問題:
船橋の旅館についての文章を読み、次の問いに答えてください。
(a) 廃業することになった旅館は、何市にありますか。
(b) この宿に滞在したことで知られる作家はだれですか。
(c) 筆者が初めてこの旅館に入ったのは、何年前ですか。

掲載文:
____________

先日、知人からニュースがもたらされてショックを受けた。

船橋市にある老舗割烹旅館「玉川」が廃業することになったとのこと。


この宿は、太宰治が滞在した宿ということでご存知の方も多いと思う。船橋駅から10分以上歩いたところで、消防署の近くにあるが、ビルや住宅が立ち並ぶところに、趣深い建物がひょっこり出現するので、たまにびっくりする。

私も以前からここが太宰治と縁が深い宿であり、歴史的建造物であることを知っていた。でもなかなかいく機会がこれまでなかった。

しかし、3年前、所属団体の祝い事でここの宴会場を使わせていただく機会があり、初めてこの旅館に足を踏み入れることになった。

初めて入る玉川旅館は、玄関からすでに重厚な雰囲気が漂っていた。

____________

[ポインティング用データセットの項目]
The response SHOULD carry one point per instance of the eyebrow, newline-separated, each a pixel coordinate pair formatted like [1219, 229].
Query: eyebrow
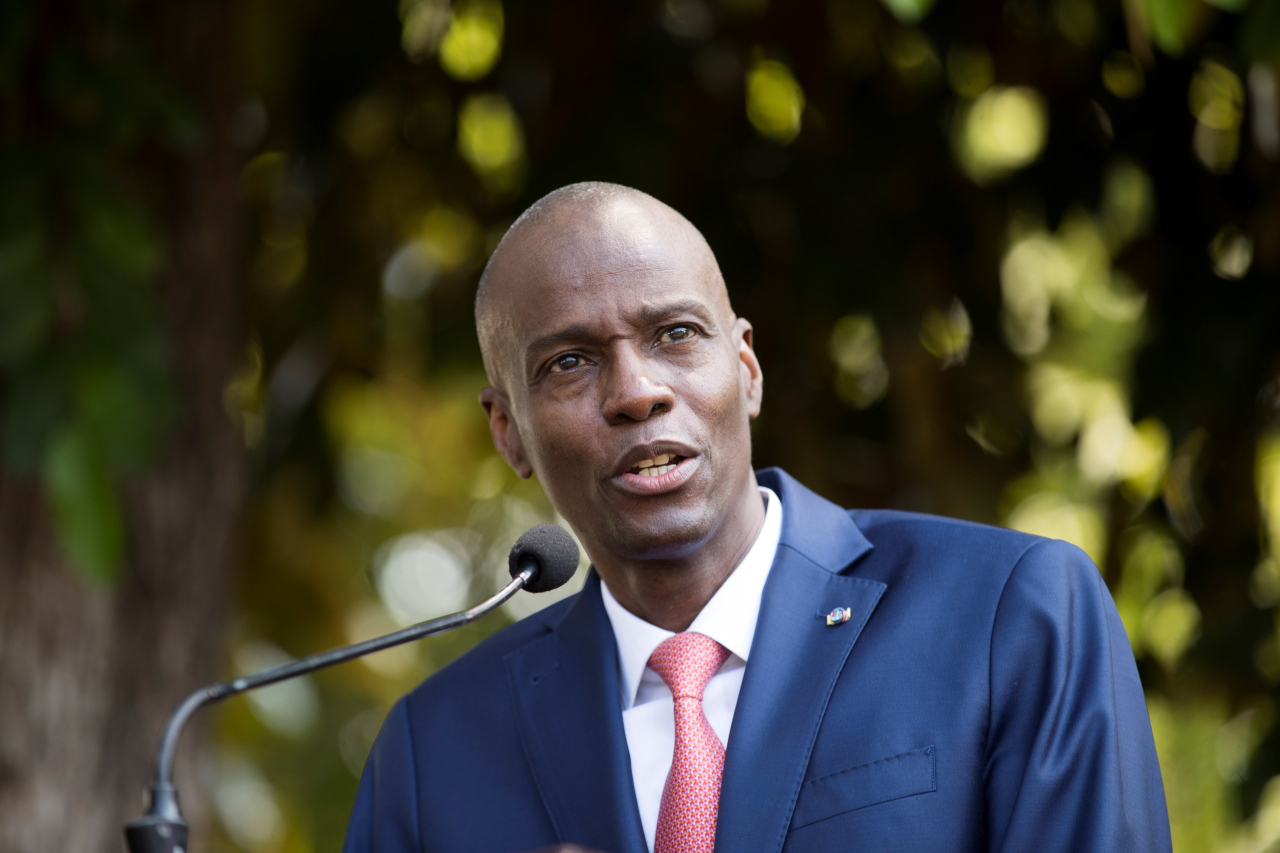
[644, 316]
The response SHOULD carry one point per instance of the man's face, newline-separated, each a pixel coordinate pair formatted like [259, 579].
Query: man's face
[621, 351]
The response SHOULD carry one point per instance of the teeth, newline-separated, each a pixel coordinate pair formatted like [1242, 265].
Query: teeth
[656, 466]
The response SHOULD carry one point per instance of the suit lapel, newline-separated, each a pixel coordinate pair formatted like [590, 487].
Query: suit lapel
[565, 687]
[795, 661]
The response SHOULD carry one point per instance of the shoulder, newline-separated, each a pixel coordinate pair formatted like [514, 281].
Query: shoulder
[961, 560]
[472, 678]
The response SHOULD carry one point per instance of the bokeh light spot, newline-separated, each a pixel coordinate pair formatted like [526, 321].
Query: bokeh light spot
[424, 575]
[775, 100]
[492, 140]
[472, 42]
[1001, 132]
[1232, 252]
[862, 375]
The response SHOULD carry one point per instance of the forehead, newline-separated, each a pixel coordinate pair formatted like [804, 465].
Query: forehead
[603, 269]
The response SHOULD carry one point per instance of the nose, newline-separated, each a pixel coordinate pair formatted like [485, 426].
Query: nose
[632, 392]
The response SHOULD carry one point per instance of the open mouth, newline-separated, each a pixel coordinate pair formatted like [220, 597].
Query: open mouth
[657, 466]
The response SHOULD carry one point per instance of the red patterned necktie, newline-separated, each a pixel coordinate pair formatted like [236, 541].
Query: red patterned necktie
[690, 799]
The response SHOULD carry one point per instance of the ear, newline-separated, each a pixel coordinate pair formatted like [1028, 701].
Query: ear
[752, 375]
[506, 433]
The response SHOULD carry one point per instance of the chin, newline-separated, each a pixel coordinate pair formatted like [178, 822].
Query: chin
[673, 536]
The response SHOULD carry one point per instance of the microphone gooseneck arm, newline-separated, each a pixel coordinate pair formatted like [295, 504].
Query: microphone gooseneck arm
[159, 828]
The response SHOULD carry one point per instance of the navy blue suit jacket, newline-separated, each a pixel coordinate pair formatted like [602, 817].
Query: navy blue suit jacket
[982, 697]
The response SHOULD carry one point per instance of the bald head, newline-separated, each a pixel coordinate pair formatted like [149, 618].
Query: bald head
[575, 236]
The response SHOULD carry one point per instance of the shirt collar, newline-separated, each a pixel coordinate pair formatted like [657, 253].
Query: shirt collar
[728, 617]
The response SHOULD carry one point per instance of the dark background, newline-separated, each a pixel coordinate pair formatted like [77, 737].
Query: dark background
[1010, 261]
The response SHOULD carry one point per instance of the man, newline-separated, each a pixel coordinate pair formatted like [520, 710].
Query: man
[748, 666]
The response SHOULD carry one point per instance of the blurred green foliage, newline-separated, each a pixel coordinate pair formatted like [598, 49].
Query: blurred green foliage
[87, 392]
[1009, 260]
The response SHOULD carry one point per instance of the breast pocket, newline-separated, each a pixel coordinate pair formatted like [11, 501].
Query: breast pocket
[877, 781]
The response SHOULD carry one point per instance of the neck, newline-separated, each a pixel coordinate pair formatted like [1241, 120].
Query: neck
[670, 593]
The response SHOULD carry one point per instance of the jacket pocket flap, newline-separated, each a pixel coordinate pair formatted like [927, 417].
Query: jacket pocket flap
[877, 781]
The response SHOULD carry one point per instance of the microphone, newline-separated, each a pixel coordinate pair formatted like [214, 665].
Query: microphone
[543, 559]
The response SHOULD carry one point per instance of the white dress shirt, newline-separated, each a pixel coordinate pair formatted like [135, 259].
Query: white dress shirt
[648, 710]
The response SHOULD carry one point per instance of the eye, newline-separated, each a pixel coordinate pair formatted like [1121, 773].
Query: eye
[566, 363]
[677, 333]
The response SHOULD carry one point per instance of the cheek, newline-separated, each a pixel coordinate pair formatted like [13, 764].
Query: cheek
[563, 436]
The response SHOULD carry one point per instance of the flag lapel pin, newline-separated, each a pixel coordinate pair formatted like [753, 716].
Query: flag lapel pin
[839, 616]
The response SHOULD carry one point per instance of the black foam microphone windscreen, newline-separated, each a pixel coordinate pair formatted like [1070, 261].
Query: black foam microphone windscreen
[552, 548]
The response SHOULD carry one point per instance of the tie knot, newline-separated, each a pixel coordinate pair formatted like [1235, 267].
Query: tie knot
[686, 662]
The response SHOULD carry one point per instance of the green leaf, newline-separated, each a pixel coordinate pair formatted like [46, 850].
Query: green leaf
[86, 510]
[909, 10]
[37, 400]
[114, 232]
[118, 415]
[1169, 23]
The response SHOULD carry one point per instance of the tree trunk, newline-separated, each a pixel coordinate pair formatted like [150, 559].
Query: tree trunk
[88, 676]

____________

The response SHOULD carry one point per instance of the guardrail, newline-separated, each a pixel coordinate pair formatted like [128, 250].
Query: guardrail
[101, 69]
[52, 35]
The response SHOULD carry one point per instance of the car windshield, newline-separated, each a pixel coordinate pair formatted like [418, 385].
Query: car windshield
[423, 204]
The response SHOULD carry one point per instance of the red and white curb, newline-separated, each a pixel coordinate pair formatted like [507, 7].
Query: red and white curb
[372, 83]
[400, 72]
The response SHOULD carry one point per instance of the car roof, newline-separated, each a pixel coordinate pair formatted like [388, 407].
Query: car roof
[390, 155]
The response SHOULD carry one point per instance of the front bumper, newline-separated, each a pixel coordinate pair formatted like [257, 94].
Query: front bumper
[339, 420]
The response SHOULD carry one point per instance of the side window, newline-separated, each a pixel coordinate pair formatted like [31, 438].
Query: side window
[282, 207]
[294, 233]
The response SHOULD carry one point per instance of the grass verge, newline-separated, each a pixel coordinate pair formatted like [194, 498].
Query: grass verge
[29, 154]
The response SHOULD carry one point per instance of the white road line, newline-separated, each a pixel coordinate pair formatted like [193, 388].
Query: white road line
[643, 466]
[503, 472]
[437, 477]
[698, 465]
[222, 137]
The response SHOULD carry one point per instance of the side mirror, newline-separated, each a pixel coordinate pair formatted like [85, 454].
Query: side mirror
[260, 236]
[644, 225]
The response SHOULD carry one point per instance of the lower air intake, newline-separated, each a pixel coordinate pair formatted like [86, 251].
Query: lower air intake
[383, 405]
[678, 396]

____________

正解:
(a) 船橋市
(b) 太宰治
(c) 3年前